─── Provided material

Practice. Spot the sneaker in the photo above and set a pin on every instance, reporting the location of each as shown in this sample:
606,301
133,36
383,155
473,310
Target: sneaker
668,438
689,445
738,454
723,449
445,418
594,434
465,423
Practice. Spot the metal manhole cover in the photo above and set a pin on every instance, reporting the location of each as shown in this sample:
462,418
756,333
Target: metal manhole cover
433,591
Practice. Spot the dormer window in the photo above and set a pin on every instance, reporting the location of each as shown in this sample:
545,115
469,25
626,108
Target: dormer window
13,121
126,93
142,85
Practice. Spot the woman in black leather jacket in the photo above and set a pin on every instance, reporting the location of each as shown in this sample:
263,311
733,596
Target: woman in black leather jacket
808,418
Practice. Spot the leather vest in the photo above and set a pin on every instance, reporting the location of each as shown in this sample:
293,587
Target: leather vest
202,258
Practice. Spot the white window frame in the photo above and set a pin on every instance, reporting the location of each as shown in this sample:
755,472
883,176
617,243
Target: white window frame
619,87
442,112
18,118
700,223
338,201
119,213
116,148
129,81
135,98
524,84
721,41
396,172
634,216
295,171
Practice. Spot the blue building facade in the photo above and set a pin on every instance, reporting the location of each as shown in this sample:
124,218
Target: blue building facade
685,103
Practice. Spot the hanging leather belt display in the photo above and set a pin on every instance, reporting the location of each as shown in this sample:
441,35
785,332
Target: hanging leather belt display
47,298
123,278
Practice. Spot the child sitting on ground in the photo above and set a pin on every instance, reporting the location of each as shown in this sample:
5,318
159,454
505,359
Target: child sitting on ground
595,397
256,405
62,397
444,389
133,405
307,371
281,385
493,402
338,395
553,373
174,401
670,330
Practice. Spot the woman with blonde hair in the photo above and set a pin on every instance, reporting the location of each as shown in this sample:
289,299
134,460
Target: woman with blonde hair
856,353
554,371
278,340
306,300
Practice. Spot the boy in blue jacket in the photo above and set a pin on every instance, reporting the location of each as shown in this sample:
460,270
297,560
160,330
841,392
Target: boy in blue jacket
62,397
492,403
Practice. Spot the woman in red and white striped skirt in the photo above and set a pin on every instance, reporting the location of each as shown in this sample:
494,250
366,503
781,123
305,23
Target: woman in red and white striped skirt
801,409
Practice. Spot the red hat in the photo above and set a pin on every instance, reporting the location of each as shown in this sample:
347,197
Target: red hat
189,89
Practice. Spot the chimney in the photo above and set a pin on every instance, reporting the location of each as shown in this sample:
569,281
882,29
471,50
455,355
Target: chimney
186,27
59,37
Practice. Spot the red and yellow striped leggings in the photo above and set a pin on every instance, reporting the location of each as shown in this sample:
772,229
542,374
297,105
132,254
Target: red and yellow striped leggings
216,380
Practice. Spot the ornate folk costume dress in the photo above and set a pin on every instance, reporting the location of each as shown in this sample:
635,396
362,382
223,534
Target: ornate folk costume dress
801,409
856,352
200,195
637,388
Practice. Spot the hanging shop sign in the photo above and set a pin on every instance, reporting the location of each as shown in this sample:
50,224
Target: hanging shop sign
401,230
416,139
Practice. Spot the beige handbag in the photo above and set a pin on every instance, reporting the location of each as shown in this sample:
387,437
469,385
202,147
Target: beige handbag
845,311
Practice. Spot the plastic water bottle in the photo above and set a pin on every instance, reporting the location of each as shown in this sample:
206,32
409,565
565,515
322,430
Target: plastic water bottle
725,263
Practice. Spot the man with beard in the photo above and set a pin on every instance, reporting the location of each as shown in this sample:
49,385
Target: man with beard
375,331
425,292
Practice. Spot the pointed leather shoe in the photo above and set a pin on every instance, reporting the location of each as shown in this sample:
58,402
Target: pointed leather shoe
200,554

──────

- What to do
Make an exact copy of every entry.

- Full response
Practice. Spot the sneaker in the photo above and set a pin on every instance, reporting the location of each as shown in this sample:
606,301
133,36
383,155
473,310
Target: sneaker
668,438
689,445
738,454
723,449
445,418
594,434
465,423
Practice. Spot the metal manhole cover in the photo above and set a pin on every instance, reporting the location of each as shown in this sample:
462,418
756,333
Target: metal manhole cover
433,591
Practice. Spot the dormer window in the photo above and set a pin on every instance, reporting the location of each as shown in this sample:
545,115
469,25
626,108
Target: dormer window
13,121
126,93
142,85
Practice. Spot the woman in black leather jacket in the photo above and set a pin on every instance, reporting the location of each as shown in this sample:
263,311
733,596
Target: woman in black leather jacket
808,418
Practice. Spot the leather vest in the photo above and set a pin on every instance, reporting the location of each as shown in this sample:
293,587
Target: leather vest
202,258
Practice. Spot the white window frame in the photo above and set a pin on every instance, reporting the location of each as shown in this sample:
755,472
883,176
617,243
Target: white window frame
619,87
442,112
18,118
700,223
338,201
119,213
116,148
129,81
135,98
524,84
721,41
396,172
634,216
295,171
Practice. Spot the blue building facade in the photo above and set a pin on every instance, reporting the location of each as shown in this sample:
124,218
Target: blue building facade
685,103
Practice. Spot the hanging leather belt display in the photo above and set a pin on every instance, reporting the location of each as shown in this sample:
441,35
785,332
Target: hanging leather belt display
47,298
123,278
Practice. Spot the child sitting on ground in the photo above and set a pin on every instance, reporting the location of each as shown in this sample:
5,318
159,454
505,359
Target: child sitting on ground
595,397
256,405
62,397
444,389
133,405
307,371
281,385
493,402
338,395
553,373
174,401
670,330
Practice. Spot the woman with blonde hair in the photo above and set a pin on every instance, reporting the location of each as shown in this sample:
289,299
134,460
Target: woman with blonde hair
856,353
554,371
278,340
306,300
Practice. Spot the boy in blue jacket in the photo above and set a pin on every instance, reporting the location of each as shown in this sample:
460,270
297,560
160,330
841,392
Target: boy in blue jacket
62,397
492,403
Practice. Spot the woman in red and white striped skirt in the photo above and set a pin on every instance, reporting the location of each as shown in this sample:
494,250
366,503
781,123
305,23
Target: woman in red and white striped skirt
801,409
Practice. Spot the red hat in the photo above and set a pin on every instance, reporting the location of each as shown in this sample:
347,197
Target: red hat
189,89
Practice. Spot the chimney in the photo above and set a pin on every instance, reporting the location of each as shown in this sample:
569,281
882,29
471,50
455,355
Target: chimney
186,27
59,37
Practice. Spot the red and yellow striped leggings in the photo above and set a pin on every instance, reporting the location of each as shown in this sample:
772,229
542,374
297,105
132,254
Target: red and yellow striped leggings
216,380
Practice. Spot the ornate folk costume dress in the photo above and set a pin on every instance, reporting the location of each as shown in this sample:
635,396
362,382
223,534
Target: ornate folk costume dress
801,409
856,352
200,195
637,388
Practice. Spot the hanging shop sign in the photo above and set a pin on every instance, reporting the location of each as shown in this sample:
50,224
Target: hanging shop sign
401,230
416,139
Practice. Spot the beige handbag in the photo above and set a pin on every instance, reporting the location of each as shown in this sample:
387,437
469,385
202,147
Target: beige handbag
845,311
Practice. Spot the plastic water bottle in the photo above and set a pin on every instance, reporting the location of each as shown in this sample:
206,32
409,565
565,515
322,430
Target: plastic water bottle
725,263
Practice. Spot the man with beard in the photo above and set a pin on every instance, reporting the location of each as shown in this sample:
49,385
Target: man with beard
375,331
425,292
Practice. Spot the pointed leather shoe in the photo above and set a pin on every instance, reporting the location of each as shown in this sample:
58,402
Target: pointed leather shoe
200,554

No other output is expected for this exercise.